§ Problem details: From the rows below, pull out every line that contains the word "aircraft".

Point labels for objects
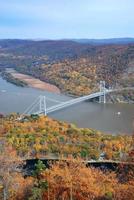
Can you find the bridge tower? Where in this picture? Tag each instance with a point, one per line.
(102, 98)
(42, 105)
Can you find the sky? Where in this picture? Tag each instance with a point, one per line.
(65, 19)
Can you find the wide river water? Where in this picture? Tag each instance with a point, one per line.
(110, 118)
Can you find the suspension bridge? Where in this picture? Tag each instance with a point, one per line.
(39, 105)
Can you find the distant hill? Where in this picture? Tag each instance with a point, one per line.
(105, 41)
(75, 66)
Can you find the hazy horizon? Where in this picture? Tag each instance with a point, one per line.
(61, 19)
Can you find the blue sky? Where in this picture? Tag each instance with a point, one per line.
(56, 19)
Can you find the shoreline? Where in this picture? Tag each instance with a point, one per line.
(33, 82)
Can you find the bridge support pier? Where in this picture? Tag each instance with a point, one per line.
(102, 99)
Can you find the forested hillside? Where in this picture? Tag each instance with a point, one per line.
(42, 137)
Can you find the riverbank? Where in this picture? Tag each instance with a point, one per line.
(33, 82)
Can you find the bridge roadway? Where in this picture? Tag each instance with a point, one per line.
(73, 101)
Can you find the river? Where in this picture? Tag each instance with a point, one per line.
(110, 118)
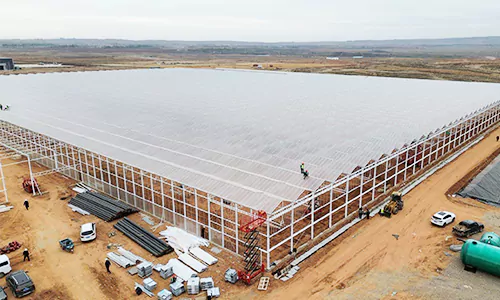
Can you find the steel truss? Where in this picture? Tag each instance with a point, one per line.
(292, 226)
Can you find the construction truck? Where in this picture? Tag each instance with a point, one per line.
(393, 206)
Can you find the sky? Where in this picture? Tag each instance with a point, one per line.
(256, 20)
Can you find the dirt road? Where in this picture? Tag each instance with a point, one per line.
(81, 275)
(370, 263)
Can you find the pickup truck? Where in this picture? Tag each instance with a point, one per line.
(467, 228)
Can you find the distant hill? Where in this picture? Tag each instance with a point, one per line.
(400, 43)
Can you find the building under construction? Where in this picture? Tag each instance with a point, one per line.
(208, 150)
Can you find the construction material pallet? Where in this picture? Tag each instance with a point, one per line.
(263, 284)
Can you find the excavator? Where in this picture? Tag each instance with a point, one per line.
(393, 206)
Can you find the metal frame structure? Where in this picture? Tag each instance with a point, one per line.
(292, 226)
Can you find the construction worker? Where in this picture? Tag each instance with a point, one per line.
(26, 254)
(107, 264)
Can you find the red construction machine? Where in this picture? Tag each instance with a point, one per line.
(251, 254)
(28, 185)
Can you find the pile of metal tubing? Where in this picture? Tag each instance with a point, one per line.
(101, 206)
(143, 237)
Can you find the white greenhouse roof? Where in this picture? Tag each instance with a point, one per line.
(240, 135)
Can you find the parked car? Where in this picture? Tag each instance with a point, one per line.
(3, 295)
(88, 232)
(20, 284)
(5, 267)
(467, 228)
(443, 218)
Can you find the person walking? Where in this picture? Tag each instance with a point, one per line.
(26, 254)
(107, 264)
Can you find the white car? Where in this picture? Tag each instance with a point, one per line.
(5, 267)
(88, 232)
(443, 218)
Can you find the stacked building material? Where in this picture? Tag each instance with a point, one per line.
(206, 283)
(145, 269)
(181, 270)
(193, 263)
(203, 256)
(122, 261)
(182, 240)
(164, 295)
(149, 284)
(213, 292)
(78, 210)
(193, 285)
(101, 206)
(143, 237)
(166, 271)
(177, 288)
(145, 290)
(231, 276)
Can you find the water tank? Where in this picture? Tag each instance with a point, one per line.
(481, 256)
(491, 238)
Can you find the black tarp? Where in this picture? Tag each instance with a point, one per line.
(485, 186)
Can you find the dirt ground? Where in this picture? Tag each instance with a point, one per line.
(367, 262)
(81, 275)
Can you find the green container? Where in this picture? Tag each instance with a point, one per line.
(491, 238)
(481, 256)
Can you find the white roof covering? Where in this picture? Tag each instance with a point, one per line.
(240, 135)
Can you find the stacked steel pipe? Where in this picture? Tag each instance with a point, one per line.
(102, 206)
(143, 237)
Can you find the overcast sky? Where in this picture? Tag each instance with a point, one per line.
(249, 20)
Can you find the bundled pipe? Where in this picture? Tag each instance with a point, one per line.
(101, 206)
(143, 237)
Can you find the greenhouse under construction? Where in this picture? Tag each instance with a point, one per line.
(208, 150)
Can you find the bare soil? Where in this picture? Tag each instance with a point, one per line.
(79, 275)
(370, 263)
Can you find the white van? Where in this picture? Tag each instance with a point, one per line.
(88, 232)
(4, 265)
==
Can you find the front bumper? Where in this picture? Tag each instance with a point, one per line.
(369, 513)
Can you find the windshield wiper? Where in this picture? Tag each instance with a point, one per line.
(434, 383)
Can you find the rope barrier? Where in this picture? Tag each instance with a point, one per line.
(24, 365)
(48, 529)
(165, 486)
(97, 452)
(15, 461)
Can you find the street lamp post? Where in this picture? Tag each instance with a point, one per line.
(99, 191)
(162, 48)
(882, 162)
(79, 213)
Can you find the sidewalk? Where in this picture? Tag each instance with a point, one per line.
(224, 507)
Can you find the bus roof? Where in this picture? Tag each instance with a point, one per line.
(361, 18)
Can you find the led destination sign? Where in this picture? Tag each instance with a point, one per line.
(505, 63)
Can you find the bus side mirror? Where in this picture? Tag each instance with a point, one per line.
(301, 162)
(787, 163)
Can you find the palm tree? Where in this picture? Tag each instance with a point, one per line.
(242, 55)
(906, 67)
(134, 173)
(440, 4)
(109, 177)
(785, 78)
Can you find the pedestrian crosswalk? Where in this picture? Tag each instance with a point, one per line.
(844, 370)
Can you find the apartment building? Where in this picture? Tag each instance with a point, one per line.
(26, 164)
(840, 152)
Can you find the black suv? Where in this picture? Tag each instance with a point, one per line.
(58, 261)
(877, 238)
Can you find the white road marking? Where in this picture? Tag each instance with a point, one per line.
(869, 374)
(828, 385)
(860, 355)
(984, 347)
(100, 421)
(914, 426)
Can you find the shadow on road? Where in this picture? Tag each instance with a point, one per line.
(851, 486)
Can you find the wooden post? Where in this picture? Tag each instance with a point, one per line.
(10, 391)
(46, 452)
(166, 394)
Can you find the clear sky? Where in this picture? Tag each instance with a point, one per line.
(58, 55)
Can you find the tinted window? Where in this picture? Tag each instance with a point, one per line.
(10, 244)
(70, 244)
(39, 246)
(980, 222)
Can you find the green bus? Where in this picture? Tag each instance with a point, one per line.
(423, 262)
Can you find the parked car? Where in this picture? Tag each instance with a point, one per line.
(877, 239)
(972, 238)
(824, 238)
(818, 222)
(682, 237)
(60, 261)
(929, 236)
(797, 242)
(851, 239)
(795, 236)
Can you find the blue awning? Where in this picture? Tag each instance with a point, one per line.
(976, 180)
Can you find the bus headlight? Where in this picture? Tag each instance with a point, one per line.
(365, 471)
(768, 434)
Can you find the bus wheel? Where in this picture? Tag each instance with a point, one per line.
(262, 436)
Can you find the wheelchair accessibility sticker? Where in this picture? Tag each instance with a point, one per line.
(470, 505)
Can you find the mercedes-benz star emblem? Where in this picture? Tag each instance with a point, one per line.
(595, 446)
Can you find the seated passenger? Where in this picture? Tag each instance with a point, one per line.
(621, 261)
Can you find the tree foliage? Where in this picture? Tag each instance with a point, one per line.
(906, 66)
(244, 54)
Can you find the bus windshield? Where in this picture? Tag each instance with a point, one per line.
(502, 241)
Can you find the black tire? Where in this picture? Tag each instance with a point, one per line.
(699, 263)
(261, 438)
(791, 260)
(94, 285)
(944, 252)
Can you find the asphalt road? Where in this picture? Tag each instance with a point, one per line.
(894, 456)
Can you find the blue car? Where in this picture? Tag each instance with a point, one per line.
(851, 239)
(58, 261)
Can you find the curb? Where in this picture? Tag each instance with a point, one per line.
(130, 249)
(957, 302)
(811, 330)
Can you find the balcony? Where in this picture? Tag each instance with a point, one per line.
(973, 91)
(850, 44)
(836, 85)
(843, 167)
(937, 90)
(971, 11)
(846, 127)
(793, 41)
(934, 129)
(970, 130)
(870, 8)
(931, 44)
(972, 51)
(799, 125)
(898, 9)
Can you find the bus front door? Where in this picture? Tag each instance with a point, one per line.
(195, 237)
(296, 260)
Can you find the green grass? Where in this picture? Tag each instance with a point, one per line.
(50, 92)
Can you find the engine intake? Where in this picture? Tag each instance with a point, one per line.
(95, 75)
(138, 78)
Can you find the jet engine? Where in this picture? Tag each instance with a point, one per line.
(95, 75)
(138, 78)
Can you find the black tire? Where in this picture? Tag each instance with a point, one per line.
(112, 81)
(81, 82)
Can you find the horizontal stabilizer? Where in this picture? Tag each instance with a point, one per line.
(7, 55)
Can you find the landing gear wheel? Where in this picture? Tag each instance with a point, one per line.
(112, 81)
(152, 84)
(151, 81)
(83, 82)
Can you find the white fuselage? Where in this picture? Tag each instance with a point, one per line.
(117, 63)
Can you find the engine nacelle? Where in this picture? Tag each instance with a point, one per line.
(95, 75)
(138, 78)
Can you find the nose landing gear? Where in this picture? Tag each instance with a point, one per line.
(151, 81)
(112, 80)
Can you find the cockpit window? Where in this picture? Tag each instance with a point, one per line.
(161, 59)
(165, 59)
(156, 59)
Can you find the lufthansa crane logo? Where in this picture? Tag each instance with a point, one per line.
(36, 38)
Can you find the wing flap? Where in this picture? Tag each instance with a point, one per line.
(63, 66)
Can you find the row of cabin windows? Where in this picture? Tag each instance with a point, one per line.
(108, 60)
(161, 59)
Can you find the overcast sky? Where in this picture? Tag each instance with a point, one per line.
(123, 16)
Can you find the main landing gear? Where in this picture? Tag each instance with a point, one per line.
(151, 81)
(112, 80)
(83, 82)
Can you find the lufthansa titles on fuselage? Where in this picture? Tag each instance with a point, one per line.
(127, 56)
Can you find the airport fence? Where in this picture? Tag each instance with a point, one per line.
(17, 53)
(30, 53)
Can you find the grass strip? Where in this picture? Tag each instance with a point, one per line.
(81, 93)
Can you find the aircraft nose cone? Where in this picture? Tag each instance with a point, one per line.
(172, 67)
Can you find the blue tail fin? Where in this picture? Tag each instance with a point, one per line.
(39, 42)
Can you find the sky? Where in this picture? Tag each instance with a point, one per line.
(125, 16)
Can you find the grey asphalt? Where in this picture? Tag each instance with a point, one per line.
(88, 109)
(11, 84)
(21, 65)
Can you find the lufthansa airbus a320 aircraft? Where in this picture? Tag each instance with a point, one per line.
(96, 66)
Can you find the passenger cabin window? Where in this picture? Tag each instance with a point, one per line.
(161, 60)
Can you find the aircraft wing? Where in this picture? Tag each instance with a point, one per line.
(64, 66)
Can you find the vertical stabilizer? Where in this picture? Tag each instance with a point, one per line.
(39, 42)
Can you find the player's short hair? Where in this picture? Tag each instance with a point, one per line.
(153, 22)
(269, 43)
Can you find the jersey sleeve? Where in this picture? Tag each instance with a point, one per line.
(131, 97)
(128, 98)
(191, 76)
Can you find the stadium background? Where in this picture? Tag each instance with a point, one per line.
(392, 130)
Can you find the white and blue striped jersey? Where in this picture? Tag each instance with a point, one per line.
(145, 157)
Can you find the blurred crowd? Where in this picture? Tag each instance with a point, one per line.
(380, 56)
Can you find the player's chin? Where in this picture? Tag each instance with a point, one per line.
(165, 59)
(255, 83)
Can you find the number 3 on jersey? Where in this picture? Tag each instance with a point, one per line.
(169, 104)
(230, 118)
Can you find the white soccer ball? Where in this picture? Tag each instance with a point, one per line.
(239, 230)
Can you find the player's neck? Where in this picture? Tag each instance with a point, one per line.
--
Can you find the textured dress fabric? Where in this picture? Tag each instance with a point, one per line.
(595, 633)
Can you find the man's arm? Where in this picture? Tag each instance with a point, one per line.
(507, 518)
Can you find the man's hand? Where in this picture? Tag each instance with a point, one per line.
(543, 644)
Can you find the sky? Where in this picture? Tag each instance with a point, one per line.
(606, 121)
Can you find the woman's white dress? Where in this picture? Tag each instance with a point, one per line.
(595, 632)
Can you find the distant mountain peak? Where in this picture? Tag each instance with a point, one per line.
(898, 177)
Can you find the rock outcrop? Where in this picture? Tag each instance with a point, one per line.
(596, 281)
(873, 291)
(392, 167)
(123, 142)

§ Expected output:
Can you find the aircraft nose cone? Where in this picture? Tag each instance with a point, one per line.
Can you find the lufthansa airbus a320 aircraft? Where in this picture? Tag each instance with a point, one per line.
Can you find the aircraft wing? Where in this picture? Tag each instance with a point, one per line.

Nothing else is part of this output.